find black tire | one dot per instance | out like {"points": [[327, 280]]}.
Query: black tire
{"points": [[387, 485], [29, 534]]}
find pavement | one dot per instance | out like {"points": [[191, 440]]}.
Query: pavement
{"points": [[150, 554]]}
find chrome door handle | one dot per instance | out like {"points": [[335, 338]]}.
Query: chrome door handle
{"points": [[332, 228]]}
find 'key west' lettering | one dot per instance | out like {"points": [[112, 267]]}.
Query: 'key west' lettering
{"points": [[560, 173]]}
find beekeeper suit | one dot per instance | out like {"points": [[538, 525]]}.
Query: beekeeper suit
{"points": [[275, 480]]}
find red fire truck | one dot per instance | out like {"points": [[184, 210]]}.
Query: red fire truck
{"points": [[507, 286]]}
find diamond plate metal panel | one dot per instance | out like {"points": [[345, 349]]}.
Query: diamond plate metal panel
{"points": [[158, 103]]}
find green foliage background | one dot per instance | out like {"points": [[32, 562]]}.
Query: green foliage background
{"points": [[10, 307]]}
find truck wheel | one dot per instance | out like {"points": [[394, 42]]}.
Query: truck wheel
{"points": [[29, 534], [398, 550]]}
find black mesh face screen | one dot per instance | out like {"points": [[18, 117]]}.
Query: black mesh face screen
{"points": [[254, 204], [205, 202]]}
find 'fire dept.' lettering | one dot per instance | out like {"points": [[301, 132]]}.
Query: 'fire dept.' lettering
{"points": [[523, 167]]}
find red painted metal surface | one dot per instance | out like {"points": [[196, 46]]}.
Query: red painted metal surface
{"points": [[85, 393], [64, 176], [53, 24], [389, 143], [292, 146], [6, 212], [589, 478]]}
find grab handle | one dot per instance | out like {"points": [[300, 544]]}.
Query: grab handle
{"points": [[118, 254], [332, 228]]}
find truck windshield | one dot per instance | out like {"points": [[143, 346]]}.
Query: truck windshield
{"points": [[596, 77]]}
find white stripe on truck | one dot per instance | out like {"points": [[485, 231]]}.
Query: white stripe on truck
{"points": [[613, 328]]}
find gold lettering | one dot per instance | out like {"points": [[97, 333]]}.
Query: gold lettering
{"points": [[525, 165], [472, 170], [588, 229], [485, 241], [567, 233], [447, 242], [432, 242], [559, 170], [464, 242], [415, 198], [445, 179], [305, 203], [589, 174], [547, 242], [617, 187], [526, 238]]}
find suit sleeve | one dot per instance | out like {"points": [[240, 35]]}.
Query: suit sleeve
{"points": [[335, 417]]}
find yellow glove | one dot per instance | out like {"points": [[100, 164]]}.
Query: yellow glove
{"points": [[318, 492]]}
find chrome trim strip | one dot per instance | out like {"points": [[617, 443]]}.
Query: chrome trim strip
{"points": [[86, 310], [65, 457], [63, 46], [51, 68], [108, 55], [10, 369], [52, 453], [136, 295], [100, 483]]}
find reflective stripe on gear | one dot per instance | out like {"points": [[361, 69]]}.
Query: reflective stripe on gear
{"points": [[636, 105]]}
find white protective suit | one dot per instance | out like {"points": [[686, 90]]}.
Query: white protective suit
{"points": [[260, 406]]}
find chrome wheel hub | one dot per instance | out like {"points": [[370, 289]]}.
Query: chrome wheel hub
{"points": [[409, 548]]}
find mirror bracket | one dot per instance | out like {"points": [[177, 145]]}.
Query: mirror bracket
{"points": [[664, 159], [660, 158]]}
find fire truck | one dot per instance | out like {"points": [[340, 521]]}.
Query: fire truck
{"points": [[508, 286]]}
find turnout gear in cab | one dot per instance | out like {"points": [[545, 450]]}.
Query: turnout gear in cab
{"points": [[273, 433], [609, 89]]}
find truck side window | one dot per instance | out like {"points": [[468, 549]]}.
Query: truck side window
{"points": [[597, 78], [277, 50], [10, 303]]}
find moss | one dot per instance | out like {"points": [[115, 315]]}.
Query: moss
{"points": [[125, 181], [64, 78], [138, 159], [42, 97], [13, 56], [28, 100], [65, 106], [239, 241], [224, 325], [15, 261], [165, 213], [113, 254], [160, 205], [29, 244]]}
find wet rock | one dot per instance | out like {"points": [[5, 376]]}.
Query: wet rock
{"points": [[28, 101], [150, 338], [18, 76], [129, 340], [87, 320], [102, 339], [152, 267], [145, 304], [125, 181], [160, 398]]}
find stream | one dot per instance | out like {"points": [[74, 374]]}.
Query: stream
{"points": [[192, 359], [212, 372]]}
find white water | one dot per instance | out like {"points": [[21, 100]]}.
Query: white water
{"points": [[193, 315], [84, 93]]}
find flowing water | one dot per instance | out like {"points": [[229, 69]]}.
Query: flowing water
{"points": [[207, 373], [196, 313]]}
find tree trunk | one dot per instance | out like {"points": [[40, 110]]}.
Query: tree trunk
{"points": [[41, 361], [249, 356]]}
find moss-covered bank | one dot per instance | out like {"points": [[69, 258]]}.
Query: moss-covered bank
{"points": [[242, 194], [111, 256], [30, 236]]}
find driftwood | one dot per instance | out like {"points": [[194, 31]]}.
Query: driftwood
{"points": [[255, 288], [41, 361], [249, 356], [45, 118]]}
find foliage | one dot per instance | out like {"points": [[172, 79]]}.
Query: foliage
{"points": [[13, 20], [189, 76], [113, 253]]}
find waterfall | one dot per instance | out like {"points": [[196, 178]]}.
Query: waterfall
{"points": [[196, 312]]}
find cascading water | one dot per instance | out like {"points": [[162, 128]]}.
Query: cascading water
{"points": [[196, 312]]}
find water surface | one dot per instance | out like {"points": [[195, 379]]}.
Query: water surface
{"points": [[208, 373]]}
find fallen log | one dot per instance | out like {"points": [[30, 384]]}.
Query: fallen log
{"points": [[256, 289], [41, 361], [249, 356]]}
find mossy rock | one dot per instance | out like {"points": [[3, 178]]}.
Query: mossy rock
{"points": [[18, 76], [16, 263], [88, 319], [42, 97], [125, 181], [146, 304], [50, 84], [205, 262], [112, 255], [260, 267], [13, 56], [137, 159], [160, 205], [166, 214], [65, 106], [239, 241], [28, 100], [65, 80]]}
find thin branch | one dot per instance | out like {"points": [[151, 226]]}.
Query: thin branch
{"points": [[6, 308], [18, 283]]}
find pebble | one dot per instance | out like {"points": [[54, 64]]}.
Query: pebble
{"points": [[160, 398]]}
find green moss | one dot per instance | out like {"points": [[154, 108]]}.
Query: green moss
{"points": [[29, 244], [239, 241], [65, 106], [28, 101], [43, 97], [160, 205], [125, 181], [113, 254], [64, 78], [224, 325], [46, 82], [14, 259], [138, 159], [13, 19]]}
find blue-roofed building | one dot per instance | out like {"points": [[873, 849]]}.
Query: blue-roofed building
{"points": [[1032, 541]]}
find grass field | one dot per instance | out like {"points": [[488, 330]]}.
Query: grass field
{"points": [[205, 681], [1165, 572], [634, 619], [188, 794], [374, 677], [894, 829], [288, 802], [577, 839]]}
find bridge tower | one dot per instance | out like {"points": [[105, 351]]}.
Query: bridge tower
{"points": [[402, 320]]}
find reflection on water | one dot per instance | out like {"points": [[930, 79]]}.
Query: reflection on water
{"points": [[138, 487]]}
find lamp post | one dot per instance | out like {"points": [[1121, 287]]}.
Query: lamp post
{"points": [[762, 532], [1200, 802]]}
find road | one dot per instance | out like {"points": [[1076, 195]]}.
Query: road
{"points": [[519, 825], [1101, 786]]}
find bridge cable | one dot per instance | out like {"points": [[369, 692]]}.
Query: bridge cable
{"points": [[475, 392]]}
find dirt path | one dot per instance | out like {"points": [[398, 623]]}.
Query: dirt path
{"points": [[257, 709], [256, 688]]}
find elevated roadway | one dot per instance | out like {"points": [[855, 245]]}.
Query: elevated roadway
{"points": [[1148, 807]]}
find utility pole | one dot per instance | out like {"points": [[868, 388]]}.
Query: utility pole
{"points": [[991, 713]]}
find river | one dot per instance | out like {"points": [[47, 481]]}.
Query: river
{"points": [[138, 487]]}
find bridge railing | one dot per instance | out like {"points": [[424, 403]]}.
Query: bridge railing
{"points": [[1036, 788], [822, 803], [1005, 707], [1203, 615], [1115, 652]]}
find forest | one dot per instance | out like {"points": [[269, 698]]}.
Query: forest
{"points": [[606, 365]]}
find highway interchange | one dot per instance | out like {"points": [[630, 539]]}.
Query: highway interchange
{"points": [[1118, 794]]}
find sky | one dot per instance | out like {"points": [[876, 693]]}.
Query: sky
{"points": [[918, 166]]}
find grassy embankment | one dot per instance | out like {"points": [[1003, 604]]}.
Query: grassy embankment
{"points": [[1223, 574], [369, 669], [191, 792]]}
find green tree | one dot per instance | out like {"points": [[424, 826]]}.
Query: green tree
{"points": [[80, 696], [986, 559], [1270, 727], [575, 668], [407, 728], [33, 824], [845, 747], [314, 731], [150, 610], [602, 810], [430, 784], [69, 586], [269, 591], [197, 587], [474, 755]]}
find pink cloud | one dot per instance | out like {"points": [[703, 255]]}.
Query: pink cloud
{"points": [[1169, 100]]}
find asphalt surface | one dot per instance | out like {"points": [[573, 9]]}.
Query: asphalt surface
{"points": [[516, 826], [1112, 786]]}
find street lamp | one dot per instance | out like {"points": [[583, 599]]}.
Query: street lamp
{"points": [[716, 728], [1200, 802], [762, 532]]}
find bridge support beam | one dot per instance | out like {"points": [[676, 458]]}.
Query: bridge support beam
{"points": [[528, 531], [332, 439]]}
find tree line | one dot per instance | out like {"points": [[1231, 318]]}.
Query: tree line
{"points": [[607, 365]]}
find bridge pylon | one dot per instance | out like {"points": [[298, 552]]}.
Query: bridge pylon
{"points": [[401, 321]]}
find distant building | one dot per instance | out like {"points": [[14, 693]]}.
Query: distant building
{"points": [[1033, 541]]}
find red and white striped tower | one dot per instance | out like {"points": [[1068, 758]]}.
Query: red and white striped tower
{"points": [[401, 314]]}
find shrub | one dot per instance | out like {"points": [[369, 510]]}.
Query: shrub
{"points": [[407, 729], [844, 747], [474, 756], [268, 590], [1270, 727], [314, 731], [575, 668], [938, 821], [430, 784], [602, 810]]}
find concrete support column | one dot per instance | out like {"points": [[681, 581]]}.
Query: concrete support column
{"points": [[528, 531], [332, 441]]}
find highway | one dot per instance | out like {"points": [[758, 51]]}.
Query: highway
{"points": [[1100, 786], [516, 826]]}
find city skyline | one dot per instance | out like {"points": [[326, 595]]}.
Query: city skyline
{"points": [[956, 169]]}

━━━━━━

Please swap "city skyline" for "urban skyline" in the records that begin at the line containing "find highway |" and continue through the last record, changing nothing else. Return only those lines.

* [RESPONSE FOR THIS EXERCISE]
find highway | one dot per instance | out like {"points": [[758, 51]]}.
Query: highway
{"points": [[1100, 786], [516, 826]]}
find urban skyline | one dot per instance | out like {"points": [[326, 595]]}.
Query: urban skyline
{"points": [[956, 169]]}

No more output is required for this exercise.